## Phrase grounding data
━━━━

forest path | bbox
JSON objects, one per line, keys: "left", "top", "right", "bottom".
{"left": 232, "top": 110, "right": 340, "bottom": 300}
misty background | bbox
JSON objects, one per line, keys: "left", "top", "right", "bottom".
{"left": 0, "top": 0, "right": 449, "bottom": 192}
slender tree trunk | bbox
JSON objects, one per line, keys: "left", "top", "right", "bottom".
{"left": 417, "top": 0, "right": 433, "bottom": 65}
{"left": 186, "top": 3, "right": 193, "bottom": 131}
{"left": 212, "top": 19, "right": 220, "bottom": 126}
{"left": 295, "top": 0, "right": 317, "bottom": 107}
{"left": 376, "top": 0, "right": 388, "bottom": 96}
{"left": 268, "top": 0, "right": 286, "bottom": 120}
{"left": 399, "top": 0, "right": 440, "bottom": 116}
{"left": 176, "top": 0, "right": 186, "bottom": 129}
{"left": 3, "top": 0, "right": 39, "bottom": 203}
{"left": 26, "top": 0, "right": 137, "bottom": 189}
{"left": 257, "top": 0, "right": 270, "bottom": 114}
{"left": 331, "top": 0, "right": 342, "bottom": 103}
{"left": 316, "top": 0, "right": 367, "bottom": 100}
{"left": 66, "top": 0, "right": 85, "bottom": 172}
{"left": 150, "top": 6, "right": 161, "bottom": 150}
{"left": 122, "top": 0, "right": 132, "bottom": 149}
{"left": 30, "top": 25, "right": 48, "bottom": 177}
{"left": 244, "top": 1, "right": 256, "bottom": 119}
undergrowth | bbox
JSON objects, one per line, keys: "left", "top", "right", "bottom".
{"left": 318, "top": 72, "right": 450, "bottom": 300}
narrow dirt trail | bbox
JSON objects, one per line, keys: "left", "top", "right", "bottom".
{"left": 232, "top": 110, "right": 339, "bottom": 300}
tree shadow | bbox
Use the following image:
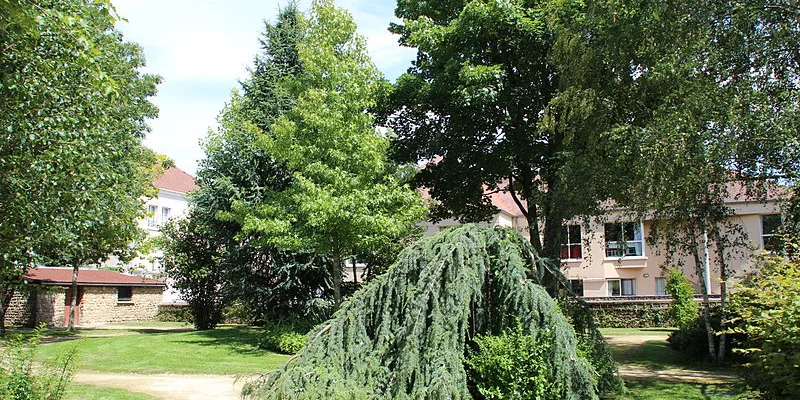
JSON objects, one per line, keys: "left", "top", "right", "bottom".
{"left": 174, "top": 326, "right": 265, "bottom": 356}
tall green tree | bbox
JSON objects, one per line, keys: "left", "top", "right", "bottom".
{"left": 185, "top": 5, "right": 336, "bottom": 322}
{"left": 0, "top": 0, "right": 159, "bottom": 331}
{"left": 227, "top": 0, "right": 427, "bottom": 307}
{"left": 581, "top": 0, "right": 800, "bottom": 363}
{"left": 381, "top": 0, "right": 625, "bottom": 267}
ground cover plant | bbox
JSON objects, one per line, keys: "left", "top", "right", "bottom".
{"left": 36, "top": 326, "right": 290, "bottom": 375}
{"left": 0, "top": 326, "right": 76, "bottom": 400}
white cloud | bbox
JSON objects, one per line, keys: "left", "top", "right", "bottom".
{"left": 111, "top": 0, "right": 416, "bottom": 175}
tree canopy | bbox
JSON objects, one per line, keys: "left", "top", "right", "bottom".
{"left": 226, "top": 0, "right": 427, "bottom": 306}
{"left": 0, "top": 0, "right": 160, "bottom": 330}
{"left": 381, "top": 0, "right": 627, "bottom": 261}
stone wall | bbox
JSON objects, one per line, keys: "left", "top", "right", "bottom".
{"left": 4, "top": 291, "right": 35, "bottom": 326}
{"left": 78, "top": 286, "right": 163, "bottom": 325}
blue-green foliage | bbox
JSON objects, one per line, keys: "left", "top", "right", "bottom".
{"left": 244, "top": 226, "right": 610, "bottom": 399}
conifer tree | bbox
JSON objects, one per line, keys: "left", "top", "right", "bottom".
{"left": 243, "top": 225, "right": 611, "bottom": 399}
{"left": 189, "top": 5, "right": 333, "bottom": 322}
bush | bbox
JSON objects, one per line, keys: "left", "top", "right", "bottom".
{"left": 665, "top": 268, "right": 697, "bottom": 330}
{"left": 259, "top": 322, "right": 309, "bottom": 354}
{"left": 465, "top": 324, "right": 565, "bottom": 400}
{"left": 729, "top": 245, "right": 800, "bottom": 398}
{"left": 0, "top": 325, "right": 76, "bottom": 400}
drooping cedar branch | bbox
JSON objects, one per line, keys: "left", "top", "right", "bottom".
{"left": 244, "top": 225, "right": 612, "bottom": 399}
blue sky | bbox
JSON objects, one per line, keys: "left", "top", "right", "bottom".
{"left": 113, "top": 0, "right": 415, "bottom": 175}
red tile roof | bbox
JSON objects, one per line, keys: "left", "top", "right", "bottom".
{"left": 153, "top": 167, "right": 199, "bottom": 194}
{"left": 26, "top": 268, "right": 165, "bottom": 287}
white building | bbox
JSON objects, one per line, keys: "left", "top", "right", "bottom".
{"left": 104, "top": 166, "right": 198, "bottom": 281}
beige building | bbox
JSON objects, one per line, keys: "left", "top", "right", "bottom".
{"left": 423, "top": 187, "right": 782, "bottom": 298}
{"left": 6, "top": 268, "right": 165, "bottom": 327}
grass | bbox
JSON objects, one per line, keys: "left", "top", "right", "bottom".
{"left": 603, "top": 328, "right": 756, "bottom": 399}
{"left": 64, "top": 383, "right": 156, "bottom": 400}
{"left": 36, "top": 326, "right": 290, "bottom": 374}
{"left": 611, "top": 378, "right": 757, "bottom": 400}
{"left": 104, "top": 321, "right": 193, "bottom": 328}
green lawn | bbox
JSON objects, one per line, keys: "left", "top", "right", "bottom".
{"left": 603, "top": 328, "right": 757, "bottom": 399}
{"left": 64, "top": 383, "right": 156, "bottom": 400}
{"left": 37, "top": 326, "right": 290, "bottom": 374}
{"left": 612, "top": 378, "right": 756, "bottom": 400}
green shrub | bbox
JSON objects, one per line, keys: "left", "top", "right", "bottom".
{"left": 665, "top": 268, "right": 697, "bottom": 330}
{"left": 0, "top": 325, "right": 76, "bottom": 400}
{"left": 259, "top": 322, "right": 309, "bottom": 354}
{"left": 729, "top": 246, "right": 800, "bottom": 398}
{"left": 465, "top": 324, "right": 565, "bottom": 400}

━━━━

Pull every line holding "green" out of the records.

## SOLUTION FOR THIS EXERCISE
tall green tree | bbox
blue-green foliage | bbox
green lawn | bbox
green shrub | bbox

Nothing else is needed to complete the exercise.